(Segmentation labeling items)
——
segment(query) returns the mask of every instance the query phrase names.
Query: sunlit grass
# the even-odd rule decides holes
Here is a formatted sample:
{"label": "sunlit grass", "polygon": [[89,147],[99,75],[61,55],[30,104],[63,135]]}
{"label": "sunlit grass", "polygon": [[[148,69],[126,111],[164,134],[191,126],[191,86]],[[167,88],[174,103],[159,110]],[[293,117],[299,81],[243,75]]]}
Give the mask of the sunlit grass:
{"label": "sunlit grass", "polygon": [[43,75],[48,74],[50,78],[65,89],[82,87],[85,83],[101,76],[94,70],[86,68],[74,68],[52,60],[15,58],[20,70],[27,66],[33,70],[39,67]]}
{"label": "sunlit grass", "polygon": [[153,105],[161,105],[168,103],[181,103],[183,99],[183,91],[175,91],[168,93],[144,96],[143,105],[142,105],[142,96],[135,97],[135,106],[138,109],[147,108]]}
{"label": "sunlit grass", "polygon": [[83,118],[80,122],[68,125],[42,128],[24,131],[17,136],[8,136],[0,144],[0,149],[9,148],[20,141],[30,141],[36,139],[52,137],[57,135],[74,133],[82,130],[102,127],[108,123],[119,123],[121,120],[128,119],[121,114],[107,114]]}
——
> **EXERCISE TASK**
Convert every line of the records above into a Markdown table with the columns "No." and "Text", numbering the rows in order and skipping any blank lines.

> **SOLUTION**
| No. | Text |
|---|---|
| 1 | segment(query) returns the mask of every instance the query phrase names. |
| 2 | Query: sunlit grass |
| 3 | # the even-odd rule decides holes |
| 4 | Here is a formatted sample: |
| 5 | {"label": "sunlit grass", "polygon": [[89,147],[99,75],[61,55],[30,104],[63,135]]} |
| 6 | {"label": "sunlit grass", "polygon": [[[148,69],[126,111],[164,134],[191,126],[191,86]],[[167,88],[174,103],[159,110]],[[293,117],[299,81],[243,75]]]} |
| 7 | Give the mask of the sunlit grass: |
| 8 | {"label": "sunlit grass", "polygon": [[43,75],[48,74],[50,78],[65,89],[82,87],[85,83],[101,76],[94,70],[86,68],[74,68],[52,60],[15,58],[20,70],[27,66],[33,70],[39,67]]} |
| 9 | {"label": "sunlit grass", "polygon": [[153,105],[161,105],[168,103],[181,103],[183,99],[183,91],[175,91],[168,93],[144,96],[143,105],[142,105],[142,96],[135,97],[135,106],[138,109],[147,108]]} |
| 10 | {"label": "sunlit grass", "polygon": [[83,118],[80,122],[68,125],[42,128],[24,131],[17,136],[8,136],[0,144],[0,149],[9,148],[20,141],[30,141],[36,139],[52,137],[57,135],[74,133],[82,130],[102,127],[108,123],[119,123],[121,120],[128,119],[121,114],[107,114]]} |